• ASSIGNMENT:
Only those lines in the data below from the line containing "positive clicks: (597, 287)" through the line containing "326L693 341L743 326L678", both included, should be restated word for word.
━━ RECORDS FOR THIS EXERCISE
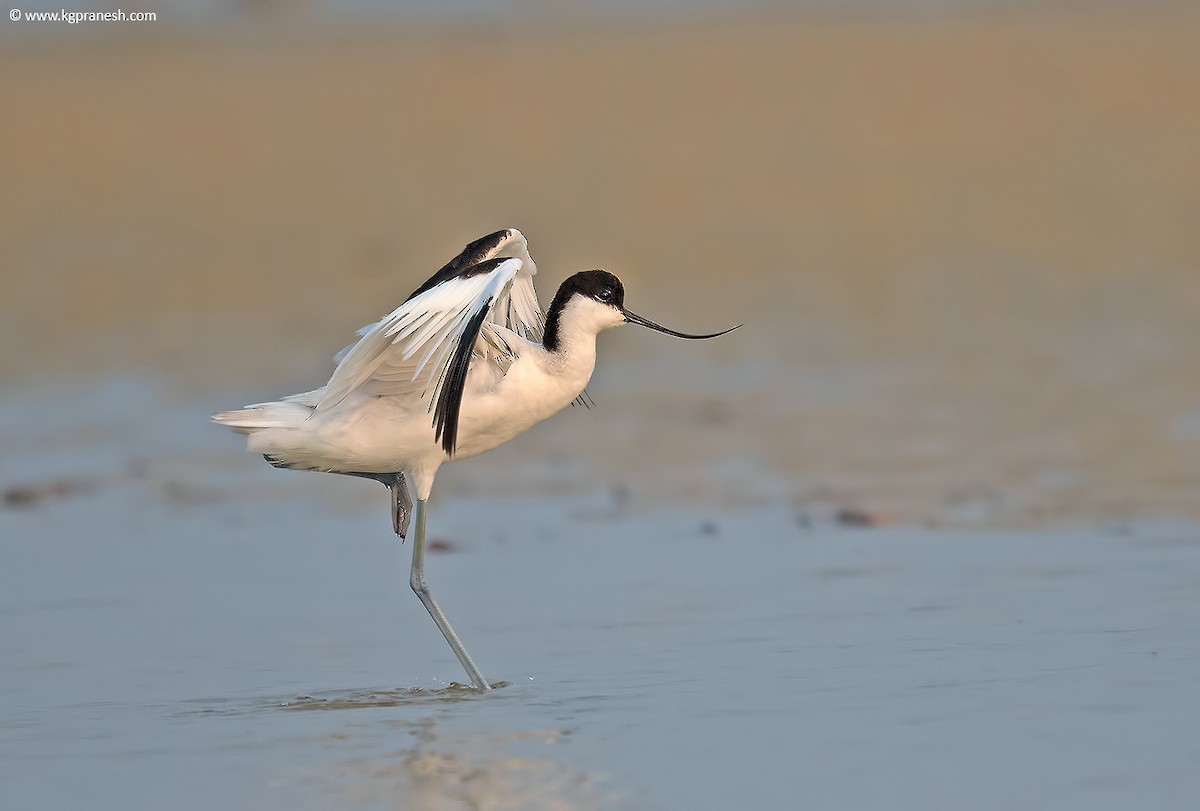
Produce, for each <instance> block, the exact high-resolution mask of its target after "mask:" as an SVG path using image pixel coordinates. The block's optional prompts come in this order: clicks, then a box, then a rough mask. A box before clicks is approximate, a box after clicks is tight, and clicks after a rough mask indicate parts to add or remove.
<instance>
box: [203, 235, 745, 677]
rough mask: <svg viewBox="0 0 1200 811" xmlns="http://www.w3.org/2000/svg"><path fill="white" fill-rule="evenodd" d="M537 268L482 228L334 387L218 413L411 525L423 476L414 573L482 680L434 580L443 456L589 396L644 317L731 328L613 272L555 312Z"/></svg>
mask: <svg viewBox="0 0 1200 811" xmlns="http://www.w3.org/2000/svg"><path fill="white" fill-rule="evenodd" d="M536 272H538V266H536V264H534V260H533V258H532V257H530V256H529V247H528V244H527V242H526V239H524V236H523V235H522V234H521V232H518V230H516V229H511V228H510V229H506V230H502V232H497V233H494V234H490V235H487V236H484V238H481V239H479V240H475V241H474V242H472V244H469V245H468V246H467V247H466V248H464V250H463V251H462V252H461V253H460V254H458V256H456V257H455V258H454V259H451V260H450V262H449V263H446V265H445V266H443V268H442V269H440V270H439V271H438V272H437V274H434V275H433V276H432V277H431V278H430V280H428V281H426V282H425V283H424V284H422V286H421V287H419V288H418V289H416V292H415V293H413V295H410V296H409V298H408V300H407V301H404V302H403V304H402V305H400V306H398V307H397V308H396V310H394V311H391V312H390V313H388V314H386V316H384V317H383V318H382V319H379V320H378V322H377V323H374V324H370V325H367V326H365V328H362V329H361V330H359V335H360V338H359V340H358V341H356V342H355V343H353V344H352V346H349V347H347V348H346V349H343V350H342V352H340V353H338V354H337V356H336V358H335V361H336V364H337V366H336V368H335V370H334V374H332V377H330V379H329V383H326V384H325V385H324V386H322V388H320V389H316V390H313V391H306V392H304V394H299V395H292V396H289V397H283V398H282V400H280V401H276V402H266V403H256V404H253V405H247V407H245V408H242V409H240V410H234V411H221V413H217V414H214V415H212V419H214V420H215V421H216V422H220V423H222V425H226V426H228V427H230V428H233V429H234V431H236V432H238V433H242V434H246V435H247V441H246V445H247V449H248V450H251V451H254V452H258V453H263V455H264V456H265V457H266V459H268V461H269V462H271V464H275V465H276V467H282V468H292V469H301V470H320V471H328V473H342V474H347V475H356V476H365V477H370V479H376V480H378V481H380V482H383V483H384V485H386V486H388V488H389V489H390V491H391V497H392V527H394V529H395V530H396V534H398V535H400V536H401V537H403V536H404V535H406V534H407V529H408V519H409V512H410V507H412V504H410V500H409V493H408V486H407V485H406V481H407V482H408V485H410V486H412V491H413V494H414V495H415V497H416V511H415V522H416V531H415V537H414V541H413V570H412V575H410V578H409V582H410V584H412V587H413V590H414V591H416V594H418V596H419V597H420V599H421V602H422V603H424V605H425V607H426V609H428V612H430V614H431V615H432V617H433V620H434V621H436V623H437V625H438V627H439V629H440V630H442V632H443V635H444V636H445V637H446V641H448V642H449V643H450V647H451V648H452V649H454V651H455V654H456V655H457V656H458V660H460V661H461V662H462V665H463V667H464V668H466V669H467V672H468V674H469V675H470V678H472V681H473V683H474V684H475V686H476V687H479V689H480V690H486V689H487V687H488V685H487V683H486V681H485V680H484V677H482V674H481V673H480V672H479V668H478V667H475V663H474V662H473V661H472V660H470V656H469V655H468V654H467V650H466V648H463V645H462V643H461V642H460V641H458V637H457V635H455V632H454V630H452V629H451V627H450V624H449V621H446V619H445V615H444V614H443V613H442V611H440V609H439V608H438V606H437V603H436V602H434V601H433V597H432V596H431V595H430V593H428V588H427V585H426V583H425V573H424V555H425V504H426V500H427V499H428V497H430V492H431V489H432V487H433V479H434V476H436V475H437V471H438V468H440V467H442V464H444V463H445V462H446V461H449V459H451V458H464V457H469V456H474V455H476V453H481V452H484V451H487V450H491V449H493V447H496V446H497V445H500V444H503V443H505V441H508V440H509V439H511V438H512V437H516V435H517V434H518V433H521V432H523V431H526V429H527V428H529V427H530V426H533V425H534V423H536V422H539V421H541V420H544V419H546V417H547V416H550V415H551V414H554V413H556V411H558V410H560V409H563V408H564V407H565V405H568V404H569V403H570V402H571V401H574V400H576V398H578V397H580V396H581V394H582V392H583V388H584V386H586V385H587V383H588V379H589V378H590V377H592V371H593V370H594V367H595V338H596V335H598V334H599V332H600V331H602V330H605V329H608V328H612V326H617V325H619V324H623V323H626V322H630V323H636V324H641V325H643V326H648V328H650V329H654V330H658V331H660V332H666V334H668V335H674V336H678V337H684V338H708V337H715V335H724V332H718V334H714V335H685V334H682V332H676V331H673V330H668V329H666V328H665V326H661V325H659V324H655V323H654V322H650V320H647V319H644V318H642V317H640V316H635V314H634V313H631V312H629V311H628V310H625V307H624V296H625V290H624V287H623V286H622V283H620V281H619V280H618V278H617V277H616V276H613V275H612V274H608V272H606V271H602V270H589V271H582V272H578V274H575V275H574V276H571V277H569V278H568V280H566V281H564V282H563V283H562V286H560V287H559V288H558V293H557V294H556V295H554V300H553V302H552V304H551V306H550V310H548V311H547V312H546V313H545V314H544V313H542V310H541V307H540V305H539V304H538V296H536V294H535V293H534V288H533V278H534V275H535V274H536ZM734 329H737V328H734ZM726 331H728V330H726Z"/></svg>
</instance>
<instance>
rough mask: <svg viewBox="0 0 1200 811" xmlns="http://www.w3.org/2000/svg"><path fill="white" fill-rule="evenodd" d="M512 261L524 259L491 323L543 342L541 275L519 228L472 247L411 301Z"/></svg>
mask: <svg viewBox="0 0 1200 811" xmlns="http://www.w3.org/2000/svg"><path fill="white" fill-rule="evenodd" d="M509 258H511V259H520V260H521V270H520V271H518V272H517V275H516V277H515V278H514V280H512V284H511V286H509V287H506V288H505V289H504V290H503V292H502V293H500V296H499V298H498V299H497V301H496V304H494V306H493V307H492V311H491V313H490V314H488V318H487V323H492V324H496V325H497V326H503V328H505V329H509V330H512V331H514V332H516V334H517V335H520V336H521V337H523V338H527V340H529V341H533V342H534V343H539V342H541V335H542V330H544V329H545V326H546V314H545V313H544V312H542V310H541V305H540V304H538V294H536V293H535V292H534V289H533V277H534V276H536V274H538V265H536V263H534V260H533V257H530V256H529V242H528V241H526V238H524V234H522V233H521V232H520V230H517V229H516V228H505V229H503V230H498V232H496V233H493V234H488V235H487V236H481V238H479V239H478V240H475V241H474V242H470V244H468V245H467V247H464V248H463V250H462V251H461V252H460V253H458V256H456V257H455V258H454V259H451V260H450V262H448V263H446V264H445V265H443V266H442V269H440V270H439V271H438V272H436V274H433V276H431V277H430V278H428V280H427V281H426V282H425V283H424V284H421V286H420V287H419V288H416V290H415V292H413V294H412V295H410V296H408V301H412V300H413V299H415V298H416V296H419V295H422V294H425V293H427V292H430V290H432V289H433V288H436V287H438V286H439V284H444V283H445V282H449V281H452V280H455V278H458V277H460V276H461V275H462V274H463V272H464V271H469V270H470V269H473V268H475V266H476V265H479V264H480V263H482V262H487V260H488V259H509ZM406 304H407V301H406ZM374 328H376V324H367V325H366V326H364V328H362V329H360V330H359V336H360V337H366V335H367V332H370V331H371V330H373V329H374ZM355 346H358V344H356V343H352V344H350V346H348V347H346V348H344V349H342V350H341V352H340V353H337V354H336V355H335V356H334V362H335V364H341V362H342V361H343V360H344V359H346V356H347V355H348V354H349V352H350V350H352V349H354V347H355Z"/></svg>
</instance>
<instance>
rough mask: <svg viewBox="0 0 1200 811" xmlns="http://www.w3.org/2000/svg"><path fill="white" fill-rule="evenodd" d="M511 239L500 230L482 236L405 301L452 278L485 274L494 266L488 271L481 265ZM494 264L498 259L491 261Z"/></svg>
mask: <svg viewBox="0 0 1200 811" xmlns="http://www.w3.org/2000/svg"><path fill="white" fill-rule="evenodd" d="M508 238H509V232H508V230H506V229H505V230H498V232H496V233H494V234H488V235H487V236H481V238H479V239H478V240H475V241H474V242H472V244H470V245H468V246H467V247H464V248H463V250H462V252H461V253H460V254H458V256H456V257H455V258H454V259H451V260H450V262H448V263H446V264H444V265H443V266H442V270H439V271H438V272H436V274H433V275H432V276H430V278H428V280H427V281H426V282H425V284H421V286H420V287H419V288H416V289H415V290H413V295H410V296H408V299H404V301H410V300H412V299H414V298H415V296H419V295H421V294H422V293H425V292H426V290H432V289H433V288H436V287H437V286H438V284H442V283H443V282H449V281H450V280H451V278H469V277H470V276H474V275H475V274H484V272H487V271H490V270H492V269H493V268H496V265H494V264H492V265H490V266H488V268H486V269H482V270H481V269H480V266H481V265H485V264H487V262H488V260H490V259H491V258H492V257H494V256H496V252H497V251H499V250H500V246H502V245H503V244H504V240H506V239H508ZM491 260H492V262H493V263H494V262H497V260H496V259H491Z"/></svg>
━━━━
━━ RECORDS FOR THIS EXERCISE
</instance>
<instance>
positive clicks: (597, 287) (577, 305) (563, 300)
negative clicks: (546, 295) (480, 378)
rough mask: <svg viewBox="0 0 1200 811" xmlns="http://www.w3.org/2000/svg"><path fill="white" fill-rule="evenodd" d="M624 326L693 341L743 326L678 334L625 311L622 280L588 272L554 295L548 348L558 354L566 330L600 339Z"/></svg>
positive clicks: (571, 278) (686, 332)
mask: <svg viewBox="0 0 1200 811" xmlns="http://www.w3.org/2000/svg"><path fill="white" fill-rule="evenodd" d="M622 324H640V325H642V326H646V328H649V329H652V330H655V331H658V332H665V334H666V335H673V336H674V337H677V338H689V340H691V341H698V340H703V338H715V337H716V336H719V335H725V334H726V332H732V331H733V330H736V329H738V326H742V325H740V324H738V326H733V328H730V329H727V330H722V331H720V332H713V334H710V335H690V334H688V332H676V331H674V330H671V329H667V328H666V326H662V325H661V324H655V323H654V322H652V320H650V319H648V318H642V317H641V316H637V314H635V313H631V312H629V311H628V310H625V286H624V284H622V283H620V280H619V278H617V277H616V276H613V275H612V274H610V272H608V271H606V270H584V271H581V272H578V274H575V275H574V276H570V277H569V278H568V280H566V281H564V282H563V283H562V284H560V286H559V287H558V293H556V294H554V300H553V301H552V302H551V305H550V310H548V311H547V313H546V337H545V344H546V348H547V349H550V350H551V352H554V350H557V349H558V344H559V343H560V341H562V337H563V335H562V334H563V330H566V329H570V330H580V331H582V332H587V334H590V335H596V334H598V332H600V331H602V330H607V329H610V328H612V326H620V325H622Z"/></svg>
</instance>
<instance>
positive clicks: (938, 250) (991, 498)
━━━━
• EXERCISE ANSWER:
positive clicks: (597, 287) (577, 305) (563, 300)
negative clicks: (546, 295) (480, 378)
rough mask: <svg viewBox="0 0 1200 811" xmlns="http://www.w3.org/2000/svg"><path fill="white" fill-rule="evenodd" d="M624 326L693 341L743 326L678 334L625 311L622 280L588 272L554 295L548 348L558 354L566 330L600 339Z"/></svg>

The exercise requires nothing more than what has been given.